Copy the listing below word for word, every line from start to finish.

══ Stored rows ══

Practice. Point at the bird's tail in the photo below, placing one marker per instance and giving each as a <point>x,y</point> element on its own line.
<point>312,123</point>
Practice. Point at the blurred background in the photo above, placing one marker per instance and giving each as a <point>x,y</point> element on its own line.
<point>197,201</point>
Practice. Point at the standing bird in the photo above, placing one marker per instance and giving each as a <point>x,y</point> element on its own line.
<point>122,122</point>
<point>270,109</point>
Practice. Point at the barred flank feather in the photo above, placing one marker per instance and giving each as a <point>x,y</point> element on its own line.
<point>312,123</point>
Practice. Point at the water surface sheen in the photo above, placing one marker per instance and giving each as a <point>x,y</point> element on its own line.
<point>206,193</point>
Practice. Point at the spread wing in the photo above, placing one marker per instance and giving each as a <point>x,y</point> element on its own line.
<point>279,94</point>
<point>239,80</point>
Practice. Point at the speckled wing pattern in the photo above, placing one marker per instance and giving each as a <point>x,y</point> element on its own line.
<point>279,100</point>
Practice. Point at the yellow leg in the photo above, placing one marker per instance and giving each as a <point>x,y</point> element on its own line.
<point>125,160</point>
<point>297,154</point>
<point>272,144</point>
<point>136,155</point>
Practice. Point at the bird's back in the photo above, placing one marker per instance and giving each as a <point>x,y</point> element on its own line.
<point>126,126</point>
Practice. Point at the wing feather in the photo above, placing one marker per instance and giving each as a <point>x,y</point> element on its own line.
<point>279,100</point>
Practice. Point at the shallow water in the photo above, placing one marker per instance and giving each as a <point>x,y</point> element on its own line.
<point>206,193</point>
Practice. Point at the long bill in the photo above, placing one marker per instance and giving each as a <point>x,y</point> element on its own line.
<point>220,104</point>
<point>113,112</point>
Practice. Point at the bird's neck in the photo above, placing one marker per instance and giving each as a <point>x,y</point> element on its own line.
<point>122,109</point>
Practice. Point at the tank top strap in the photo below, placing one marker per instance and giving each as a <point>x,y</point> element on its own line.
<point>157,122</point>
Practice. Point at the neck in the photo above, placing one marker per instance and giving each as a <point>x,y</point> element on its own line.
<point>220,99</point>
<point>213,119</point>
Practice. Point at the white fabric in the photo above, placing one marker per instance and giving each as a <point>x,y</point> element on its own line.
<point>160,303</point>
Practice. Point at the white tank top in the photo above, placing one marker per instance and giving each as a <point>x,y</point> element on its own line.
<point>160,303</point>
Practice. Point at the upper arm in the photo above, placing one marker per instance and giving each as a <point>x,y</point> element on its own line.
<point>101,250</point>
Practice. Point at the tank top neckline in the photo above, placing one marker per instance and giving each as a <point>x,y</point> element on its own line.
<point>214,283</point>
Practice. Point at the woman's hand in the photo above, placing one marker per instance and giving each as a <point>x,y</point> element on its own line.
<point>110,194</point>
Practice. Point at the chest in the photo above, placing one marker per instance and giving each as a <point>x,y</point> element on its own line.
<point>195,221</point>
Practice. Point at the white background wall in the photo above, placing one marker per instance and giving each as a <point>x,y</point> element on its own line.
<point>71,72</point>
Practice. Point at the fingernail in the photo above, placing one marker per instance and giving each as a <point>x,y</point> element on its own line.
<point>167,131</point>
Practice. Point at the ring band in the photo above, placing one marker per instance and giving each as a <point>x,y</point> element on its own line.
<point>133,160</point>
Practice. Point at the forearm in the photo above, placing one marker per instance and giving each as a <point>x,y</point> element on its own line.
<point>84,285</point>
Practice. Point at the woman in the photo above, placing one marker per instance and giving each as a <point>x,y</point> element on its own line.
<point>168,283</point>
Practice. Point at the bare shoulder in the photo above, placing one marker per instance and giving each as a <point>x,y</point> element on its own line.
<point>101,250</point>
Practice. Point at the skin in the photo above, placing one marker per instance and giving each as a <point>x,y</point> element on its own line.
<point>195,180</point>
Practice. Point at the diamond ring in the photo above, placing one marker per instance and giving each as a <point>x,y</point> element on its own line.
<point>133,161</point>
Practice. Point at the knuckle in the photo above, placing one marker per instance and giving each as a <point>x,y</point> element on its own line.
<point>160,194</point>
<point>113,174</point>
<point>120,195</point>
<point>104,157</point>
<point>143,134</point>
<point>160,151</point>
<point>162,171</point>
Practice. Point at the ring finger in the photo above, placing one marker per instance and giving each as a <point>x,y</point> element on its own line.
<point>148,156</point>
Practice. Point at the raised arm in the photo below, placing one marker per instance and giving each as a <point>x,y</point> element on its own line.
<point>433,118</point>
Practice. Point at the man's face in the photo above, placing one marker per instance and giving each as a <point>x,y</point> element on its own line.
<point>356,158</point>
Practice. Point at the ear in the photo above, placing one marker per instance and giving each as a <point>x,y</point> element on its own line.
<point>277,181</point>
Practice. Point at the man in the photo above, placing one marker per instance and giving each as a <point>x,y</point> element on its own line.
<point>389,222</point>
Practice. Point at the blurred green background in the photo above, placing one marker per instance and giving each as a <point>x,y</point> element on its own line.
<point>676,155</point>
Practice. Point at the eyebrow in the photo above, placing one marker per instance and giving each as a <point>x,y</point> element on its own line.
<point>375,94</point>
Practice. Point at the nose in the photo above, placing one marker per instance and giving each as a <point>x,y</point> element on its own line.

═══

* **Full response**:
Practice. Point at the bird's tail in the photo below, placing one marker per instance and giving each as a <point>x,y</point> element on its own line.
<point>312,123</point>
Practice. Point at the blurred background in the photo above, placing one marker per instance and giving each as a <point>x,y</point> element on its own line.
<point>197,201</point>
Practice. Point at the standing bird in the photo above, placing one marker per instance and giving each as a <point>x,y</point> element on its own line.
<point>122,122</point>
<point>270,109</point>
Practice. Point at the barred flank feather in the photo above, placing one marker per instance and giving each as a <point>x,y</point> element on its own line.
<point>312,123</point>
Practice. Point at the water surface sheen in the photo above, placing one marker per instance and giving each as a <point>x,y</point> element on its own line.
<point>206,193</point>
Practice. Point at the spread wing in the photo above, placing one marker per instance and giving each as a <point>x,y</point> element on its own line.
<point>279,94</point>
<point>239,80</point>
Practice. Point at the speckled wing pattern in the photo above, placing one marker per instance and giving each as a <point>x,y</point> element on its own line.
<point>279,100</point>
Practice. Point at the yellow leg in the photo above, placing one marker per instance and giving each as a <point>x,y</point> element on its own line.
<point>125,160</point>
<point>297,154</point>
<point>272,144</point>
<point>136,155</point>
Practice. Point at the bird's back in the photo above, placing one marker per instance and giving each as a <point>x,y</point> element on its own line.
<point>126,126</point>
Practice. Point at the wing feather in the photo above, placing one marker per instance and giving each as a <point>x,y</point> element on its own line.
<point>279,100</point>
Practice. Point at the shallow water in the photo above, placing one marker per instance and giving each as a <point>x,y</point> element on its own line.
<point>206,193</point>
Practice. Point at the long bill in the photo above, placing one marker per instance and giving each as a <point>x,y</point> element on its own line.
<point>220,104</point>
<point>113,112</point>
Practice. Point at the bird's neck in the photo above, placing one marker per instance and giving each as a <point>x,y</point> element on its own line.
<point>122,109</point>
Practice. Point at the tank top strap in the photo below, placing one marker per instance and giving each as a <point>x,y</point> element on its own line.
<point>157,122</point>
Practice. Point at the neck in the photo above, placing one marker per instance and giving each as a <point>x,y</point> element on its own line.
<point>220,99</point>
<point>213,119</point>
Practice. Point at the white fabric in the photo above, placing one marker per instance and giving each as a <point>x,y</point> element on its own line.
<point>160,303</point>
Practice. Point at the white tank top in the photo above, placing one marker per instance and giving each as a <point>x,y</point> element on its own line.
<point>160,303</point>
Practice. Point at the upper arm in the photo above, placing one marker per instance and giving each as a <point>x,y</point> element on its own line.
<point>101,250</point>
Practice. Point at the tank top neckline in the photo above, placing one marker per instance and giving each as a <point>x,y</point> element on its own line.
<point>214,283</point>
Practice. Point at the woman's hand in the photo above, placing one marker per instance and giving each as a <point>x,y</point> element on its own line.
<point>110,194</point>
Practice. Point at the chest in the photo above, placing one marker per instance and giving each as a <point>x,y</point> element on its own line.
<point>195,221</point>
Practice. Point at the white background wall in the photo above, placing one marker per instance and giving each as a <point>x,y</point> element on its own line.
<point>71,72</point>
Practice. Point at the fingernail in the photo above, placing one marker per instance and giving each as a <point>x,y</point> element on its own line.
<point>167,131</point>
Practice. Point at the ring band in the photo above, placing one marker per instance and giving each as a <point>x,y</point> element on its own line.
<point>133,160</point>
Practice. Point at the forearm in the photo above, placing one marker per instance and giving each as a <point>x,y</point> element on its own line.
<point>84,285</point>
Practice. Point at the woman in the photo above, placing one marker per instance and giving each as a <point>x,y</point> element on its own line.
<point>168,283</point>
Practice. Point at the bare shoulder in the photo above, placing one marker per instance and giving each as a <point>x,y</point> element on its own line.
<point>101,250</point>
Practice. Point at the skin in the photo above, placing one marker per instance and giving each as a <point>x,y</point> element on its own line.
<point>195,180</point>
Practice. Point at the diamond ring in the photo above, placing one marker per instance and giving each as a <point>x,y</point> element on its own line.
<point>133,161</point>
Practice. Point at the knuckle in the photo above, placing one marker per instance and giving each as a <point>x,y</point> element on its own line.
<point>160,194</point>
<point>113,174</point>
<point>120,195</point>
<point>104,157</point>
<point>143,134</point>
<point>160,151</point>
<point>162,171</point>
Practice. Point at the ring finger in the photo above, placing one marker per instance and giving each as a <point>x,y</point> element on its own line.
<point>148,156</point>
Practice. Point at the raised arm in the photo below, placing one marker per instance and giving each as a <point>x,y</point> element on its own line.
<point>433,118</point>
Practice. Point at the man's face in the photo above, placing one marker per instance and giving each as a <point>x,y</point> element on its own line.
<point>356,158</point>
Practice. Point at the ear in the photo above, placing one marker per instance and giving each as a <point>x,y</point> element on its own line.
<point>277,181</point>
Practice. Point at the man in the photo above, placing one marker per instance and giving each as a <point>x,y</point> element on its own line.
<point>389,222</point>
Practice. Point at the blurred green background in the photo above, placing one marker per instance and giving each as a <point>x,y</point> element on its own line.
<point>676,155</point>
Practice. Point at the eyebrow in the photo above, placing one marker per instance and giving each as a <point>x,y</point> element on its own line.
<point>375,94</point>
Practice. Point at the nose in the photo above, placing one marker per instance and giving each as a <point>x,y</point> element on its own line.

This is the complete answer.